-- START --

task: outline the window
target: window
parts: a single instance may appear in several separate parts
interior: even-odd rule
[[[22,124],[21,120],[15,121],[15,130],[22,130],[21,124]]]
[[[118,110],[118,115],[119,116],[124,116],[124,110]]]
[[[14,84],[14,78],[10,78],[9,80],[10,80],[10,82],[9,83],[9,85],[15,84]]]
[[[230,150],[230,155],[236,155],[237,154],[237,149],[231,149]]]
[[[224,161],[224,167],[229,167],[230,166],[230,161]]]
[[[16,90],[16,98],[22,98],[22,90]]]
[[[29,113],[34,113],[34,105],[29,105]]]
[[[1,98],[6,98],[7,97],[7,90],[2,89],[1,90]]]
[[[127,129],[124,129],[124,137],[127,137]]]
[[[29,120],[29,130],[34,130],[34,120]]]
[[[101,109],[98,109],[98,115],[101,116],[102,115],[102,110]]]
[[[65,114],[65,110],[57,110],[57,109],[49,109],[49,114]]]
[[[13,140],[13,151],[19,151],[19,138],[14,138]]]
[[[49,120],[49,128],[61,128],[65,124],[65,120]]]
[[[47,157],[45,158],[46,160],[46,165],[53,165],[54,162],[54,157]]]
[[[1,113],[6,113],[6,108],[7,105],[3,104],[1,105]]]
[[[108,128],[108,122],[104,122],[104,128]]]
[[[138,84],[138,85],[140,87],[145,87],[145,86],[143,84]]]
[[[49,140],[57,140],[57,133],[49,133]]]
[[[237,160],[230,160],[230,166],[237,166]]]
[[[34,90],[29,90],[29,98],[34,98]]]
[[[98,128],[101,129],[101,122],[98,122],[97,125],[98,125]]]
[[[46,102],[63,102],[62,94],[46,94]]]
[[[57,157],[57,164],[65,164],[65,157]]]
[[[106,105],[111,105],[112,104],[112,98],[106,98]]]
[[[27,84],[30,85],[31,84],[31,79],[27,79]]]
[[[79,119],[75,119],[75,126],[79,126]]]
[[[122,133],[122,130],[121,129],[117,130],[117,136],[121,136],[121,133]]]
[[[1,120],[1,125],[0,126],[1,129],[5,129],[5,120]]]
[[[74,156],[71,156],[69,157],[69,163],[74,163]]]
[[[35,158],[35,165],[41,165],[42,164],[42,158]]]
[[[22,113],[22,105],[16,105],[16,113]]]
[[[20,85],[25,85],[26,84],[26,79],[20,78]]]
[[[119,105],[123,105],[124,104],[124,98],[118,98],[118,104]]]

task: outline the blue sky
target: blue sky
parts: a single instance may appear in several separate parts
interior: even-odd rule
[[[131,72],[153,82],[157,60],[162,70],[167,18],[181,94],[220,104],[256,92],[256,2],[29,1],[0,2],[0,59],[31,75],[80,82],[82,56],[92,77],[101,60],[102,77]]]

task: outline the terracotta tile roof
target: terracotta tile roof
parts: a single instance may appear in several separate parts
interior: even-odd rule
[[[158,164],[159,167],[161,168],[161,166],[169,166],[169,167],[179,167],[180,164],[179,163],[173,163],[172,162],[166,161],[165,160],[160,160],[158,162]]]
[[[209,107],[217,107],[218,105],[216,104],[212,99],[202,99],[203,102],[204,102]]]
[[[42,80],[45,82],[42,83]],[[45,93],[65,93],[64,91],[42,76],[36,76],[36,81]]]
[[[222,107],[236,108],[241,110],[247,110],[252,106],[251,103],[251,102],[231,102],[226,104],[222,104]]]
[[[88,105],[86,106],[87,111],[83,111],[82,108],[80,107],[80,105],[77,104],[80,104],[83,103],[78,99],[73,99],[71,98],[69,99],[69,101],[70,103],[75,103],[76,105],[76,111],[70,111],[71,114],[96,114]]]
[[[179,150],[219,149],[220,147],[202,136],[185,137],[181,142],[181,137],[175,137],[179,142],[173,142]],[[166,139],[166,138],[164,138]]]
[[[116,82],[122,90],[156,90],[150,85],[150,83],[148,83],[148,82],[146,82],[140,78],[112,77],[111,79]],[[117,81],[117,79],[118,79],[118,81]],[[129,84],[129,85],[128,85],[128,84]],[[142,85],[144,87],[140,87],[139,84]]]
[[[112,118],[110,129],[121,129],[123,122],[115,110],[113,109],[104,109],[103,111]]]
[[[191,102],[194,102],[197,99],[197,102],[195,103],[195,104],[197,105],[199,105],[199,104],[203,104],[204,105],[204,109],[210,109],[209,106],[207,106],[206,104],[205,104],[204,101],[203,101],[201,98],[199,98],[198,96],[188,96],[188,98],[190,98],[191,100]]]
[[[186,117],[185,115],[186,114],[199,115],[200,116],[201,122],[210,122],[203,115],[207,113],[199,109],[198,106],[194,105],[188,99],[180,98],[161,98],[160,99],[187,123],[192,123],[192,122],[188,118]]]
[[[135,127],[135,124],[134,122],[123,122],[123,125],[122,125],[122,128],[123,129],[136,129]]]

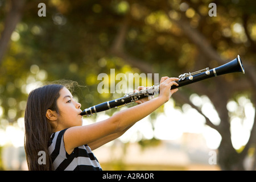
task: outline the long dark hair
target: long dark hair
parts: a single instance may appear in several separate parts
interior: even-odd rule
[[[48,151],[48,143],[52,131],[46,117],[48,109],[59,113],[57,100],[64,88],[51,84],[30,92],[25,110],[24,148],[29,170],[52,170],[52,162]],[[38,163],[39,151],[44,151],[46,164]]]

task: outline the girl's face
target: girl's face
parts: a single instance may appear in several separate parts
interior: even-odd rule
[[[79,114],[82,111],[81,104],[73,100],[71,93],[65,87],[60,90],[57,106],[60,114],[59,123],[63,129],[82,125],[82,117]]]

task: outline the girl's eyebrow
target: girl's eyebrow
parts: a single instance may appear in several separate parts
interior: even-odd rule
[[[66,97],[69,97],[70,98],[73,98],[73,97],[71,97],[71,96],[65,96],[64,97],[63,97],[63,100],[64,100]]]

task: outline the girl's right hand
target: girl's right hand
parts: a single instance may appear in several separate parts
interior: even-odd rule
[[[167,76],[163,77],[160,81],[160,93],[158,97],[164,99],[165,102],[167,102],[171,96],[178,90],[178,89],[171,90],[172,85],[179,86],[179,84],[174,81],[179,80],[178,78],[169,78]]]

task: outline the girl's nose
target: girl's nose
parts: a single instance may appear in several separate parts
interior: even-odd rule
[[[77,102],[77,109],[80,109],[81,108],[81,104],[80,104],[79,102]]]

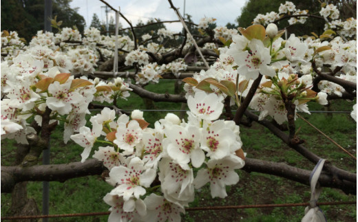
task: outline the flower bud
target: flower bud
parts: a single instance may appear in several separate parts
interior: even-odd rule
[[[270,37],[270,38],[273,38],[277,34],[277,26],[274,23],[270,23],[266,27],[266,34],[267,36]]]
[[[131,111],[131,118],[132,119],[143,120],[143,112],[140,111],[139,109],[134,109]]]
[[[167,114],[164,119],[176,125],[179,125],[180,124],[180,119],[179,119],[178,115],[176,115],[176,114],[169,113]]]
[[[328,104],[328,101],[327,100],[327,93],[319,92],[317,94],[317,96],[315,98],[316,102],[322,105],[326,105]]]

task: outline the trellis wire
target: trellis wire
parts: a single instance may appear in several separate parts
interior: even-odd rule
[[[354,204],[357,204],[357,202],[356,201],[322,202],[322,203],[317,203],[317,204],[318,206],[354,205]],[[185,208],[185,210],[195,211],[195,210],[220,210],[247,209],[247,208],[293,208],[293,207],[304,207],[304,206],[307,206],[309,205],[310,205],[309,203],[281,203],[281,204],[217,206],[208,206],[208,207],[188,208]],[[110,212],[92,212],[92,213],[78,213],[78,214],[66,214],[1,217],[1,220],[20,220],[20,219],[40,219],[40,218],[104,216],[104,215],[108,215],[110,213],[111,213]]]
[[[352,158],[355,159],[355,160],[357,160],[357,158],[352,155],[350,153],[349,153],[347,150],[346,150],[344,148],[343,148],[341,145],[338,144],[335,140],[332,140],[330,137],[328,137],[328,135],[326,135],[324,132],[321,131],[319,129],[318,129],[316,126],[313,126],[310,122],[309,122],[308,121],[307,121],[306,119],[304,119],[303,117],[302,117],[301,115],[298,115],[298,117],[300,118],[301,119],[302,119],[302,120],[304,120],[304,122],[306,122],[308,125],[310,125],[310,126],[312,126],[314,129],[315,129],[316,131],[317,131],[319,133],[321,133],[322,135],[323,135],[326,138],[328,139],[330,142],[332,142],[335,145],[336,145],[337,146],[338,146],[340,149],[341,149],[343,151],[344,151],[346,153],[347,153],[349,156],[350,156]]]
[[[139,109],[136,109],[138,110]],[[90,109],[90,110],[91,111],[102,111],[101,109]],[[124,112],[131,112],[134,110],[135,109],[120,109],[120,111],[124,111]],[[145,111],[145,112],[155,112],[155,111],[158,111],[158,112],[182,112],[182,111],[190,111],[189,109],[139,109],[139,110],[141,111]],[[259,111],[255,111],[255,110],[250,111],[253,112],[253,113],[260,112]],[[231,112],[235,113],[235,112],[236,112],[236,110],[231,110]],[[302,112],[302,113],[304,113],[304,112]],[[347,113],[347,114],[349,114],[351,113],[351,111],[328,111],[313,110],[313,111],[310,111],[310,113]]]

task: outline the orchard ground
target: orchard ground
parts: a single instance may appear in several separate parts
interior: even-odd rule
[[[161,80],[160,85],[149,85],[147,89],[158,93],[173,93],[173,82]],[[350,111],[352,104],[347,101],[331,101],[329,108],[308,102],[310,111]],[[180,109],[181,104],[171,102],[154,102],[156,109]],[[129,100],[121,100],[119,106],[123,109],[147,109],[143,100],[131,93]],[[187,109],[187,107],[185,109]],[[174,112],[180,115],[180,112]],[[96,113],[96,112],[92,113]],[[145,112],[145,118],[151,124],[166,113]],[[338,144],[356,155],[357,125],[349,113],[301,114],[313,125],[326,133]],[[356,173],[356,161],[329,142],[323,135],[300,119],[296,125],[302,129],[298,134],[307,141],[305,146],[314,153],[330,160],[344,170]],[[81,160],[83,148],[70,140],[63,142],[63,127],[59,127],[51,137],[51,164],[64,164]],[[266,135],[264,137],[259,136]],[[257,136],[255,136],[257,135]],[[240,126],[240,137],[243,150],[248,157],[263,160],[285,162],[290,166],[312,170],[314,165],[288,148],[281,140],[261,125],[253,122],[251,128]],[[10,166],[14,159],[16,146],[14,141],[1,142],[3,166]],[[92,148],[93,154],[96,147]],[[286,203],[308,203],[310,192],[308,186],[275,176],[257,173],[238,171],[240,180],[231,187],[227,187],[228,197],[212,199],[209,184],[196,193],[195,201],[189,206],[213,206],[231,205],[253,205]],[[50,214],[70,214],[105,212],[109,208],[103,201],[112,187],[98,176],[76,178],[64,183],[50,182]],[[34,198],[41,209],[42,183],[29,182],[28,196]],[[90,191],[90,192],[89,192]],[[319,201],[356,201],[356,196],[346,195],[336,189],[324,188]],[[1,216],[5,216],[11,204],[11,195],[1,194]],[[322,206],[328,221],[354,221],[356,220],[356,206]],[[183,221],[300,221],[304,215],[304,207],[239,209],[207,211],[187,211]],[[107,216],[56,219],[52,221],[107,221]]]

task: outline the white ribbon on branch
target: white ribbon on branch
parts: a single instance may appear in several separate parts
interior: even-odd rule
[[[326,217],[322,210],[317,206],[317,201],[321,194],[322,188],[319,184],[317,184],[318,178],[322,171],[323,165],[326,159],[321,159],[315,166],[315,168],[310,173],[310,206],[304,209],[304,217],[301,222],[326,222]],[[317,186],[316,186],[317,184]]]
[[[117,72],[118,71],[118,28],[119,28],[119,11],[120,11],[120,7],[119,10],[116,12],[116,47],[114,48],[114,58],[113,61],[113,76],[116,77]]]

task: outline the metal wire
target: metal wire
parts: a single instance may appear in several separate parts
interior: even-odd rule
[[[356,201],[322,202],[322,203],[317,203],[317,206],[353,205],[353,204],[357,204],[357,202]],[[282,204],[217,206],[208,206],[208,207],[188,208],[185,208],[185,210],[194,211],[194,210],[218,210],[246,209],[246,208],[292,208],[292,207],[303,207],[303,206],[307,206],[309,205],[310,205],[309,203],[282,203]],[[103,216],[103,215],[108,215],[110,213],[111,213],[110,212],[92,212],[92,213],[66,214],[1,217],[1,221],[2,220],[21,220],[21,219],[40,219],[40,218]]]

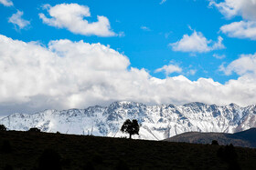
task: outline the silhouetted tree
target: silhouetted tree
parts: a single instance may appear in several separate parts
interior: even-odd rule
[[[0,131],[6,131],[5,125],[0,125]]]
[[[217,140],[213,140],[213,141],[211,142],[211,145],[219,145],[219,143],[218,143]]]
[[[61,170],[60,155],[53,149],[46,149],[39,157],[39,170]]]
[[[12,146],[8,140],[4,140],[3,145],[1,145],[1,151],[5,154],[12,152]]]
[[[124,133],[128,133],[129,138],[132,138],[133,135],[139,135],[140,125],[138,124],[138,121],[133,119],[133,122],[131,122],[130,119],[127,119],[123,125],[121,127],[121,131]]]

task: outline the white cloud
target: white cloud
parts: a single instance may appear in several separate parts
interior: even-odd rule
[[[141,29],[144,30],[144,31],[151,31],[151,29],[149,27],[144,26],[144,25],[141,26]]]
[[[18,26],[20,29],[23,29],[30,25],[30,22],[22,18],[23,12],[18,11],[16,14],[13,14],[11,17],[9,17],[8,22],[14,24],[16,26]]]
[[[241,15],[244,19],[256,20],[255,0],[224,0],[219,4],[210,0],[209,5],[215,5],[227,18]]]
[[[220,27],[228,36],[256,40],[256,1],[255,0],[225,0],[216,3],[211,0],[209,5],[215,5],[227,18],[240,15],[243,20],[233,22]]]
[[[223,59],[226,57],[225,55],[218,55],[218,54],[213,54],[213,56],[217,59]]]
[[[4,5],[5,6],[14,5],[14,4],[11,0],[0,0],[0,4]]]
[[[45,5],[50,18],[40,13],[39,17],[48,25],[58,28],[67,28],[74,34],[83,35],[114,36],[111,30],[109,19],[97,15],[98,21],[90,23],[84,17],[90,17],[90,8],[78,4],[60,4],[55,6]]]
[[[165,74],[166,75],[166,76],[172,73],[180,73],[182,72],[182,68],[180,68],[178,65],[164,65],[161,68],[158,68],[155,71],[155,73],[159,73],[159,72],[165,72]]]
[[[241,55],[239,59],[231,62],[227,67],[222,65],[220,70],[227,75],[233,72],[240,75],[250,74],[256,75],[256,53],[254,55]]]
[[[255,55],[244,55],[247,67],[239,65],[241,60],[228,65],[227,73],[241,76],[225,85],[183,75],[158,79],[144,69],[129,68],[129,59],[109,46],[83,41],[58,40],[42,46],[0,35],[0,56],[1,114],[84,108],[120,100],[240,105],[256,101],[256,76],[251,73],[256,68]]]
[[[169,45],[174,51],[207,53],[225,48],[222,40],[223,38],[219,36],[218,42],[213,43],[212,40],[208,40],[202,33],[194,31],[191,35],[184,35],[181,40],[169,44]]]
[[[256,40],[256,22],[254,21],[233,22],[221,26],[220,30],[230,37]]]
[[[196,69],[191,69],[191,70],[189,70],[187,73],[187,75],[194,75],[195,74],[197,73],[197,70]]]
[[[164,3],[165,3],[166,2],[166,0],[162,0],[161,2],[160,2],[160,5],[163,5]]]

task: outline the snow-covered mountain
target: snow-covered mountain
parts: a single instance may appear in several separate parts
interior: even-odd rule
[[[126,119],[137,119],[140,135],[134,138],[162,140],[184,132],[234,133],[256,126],[256,105],[240,107],[190,103],[184,105],[145,105],[134,102],[114,102],[109,106],[63,111],[45,110],[33,115],[13,114],[0,124],[10,130],[37,127],[44,132],[128,136],[120,128]]]

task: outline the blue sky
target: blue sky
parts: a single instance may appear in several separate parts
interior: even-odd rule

-- END --

PROBLEM TO SOLVE — Reproduce the material above, from its first line to the line with "[[[101,109],[98,109],[98,115],[101,116],[102,115],[102,110]]]", both ends included, and give only those lines. Keep the requests as they are, but multiply every polygon coordinate in the answers by 0.3 and round each to a whole number, with halves rounded up.

TASK OUTPUT —
task: outline the window
target: window
parts: a single instance may appear in several separate parts
interior: even-odd rule
[[[7,37],[6,36],[5,36],[5,39],[7,39],[6,37]]]
[[[35,33],[35,35],[36,35],[37,35],[37,33]]]
[[[4,25],[4,23],[3,23],[3,24],[3,24],[3,25],[3,25],[3,26],[5,25]]]
[[[69,45],[69,47],[71,47],[71,46],[71,45],[69,45]]]
[[[67,48],[67,50],[69,50],[69,50],[69,48]]]
[[[5,27],[5,29],[7,29],[7,27]]]
[[[9,34],[10,34],[10,32],[9,32]]]
[[[0,29],[2,29],[2,29],[2,27],[1,27],[0,27]]]
[[[38,39],[37,39],[37,41],[38,41]]]
[[[9,36],[9,39],[10,39],[10,36]]]
[[[30,33],[29,33],[29,35],[30,35],[31,35],[31,33]]]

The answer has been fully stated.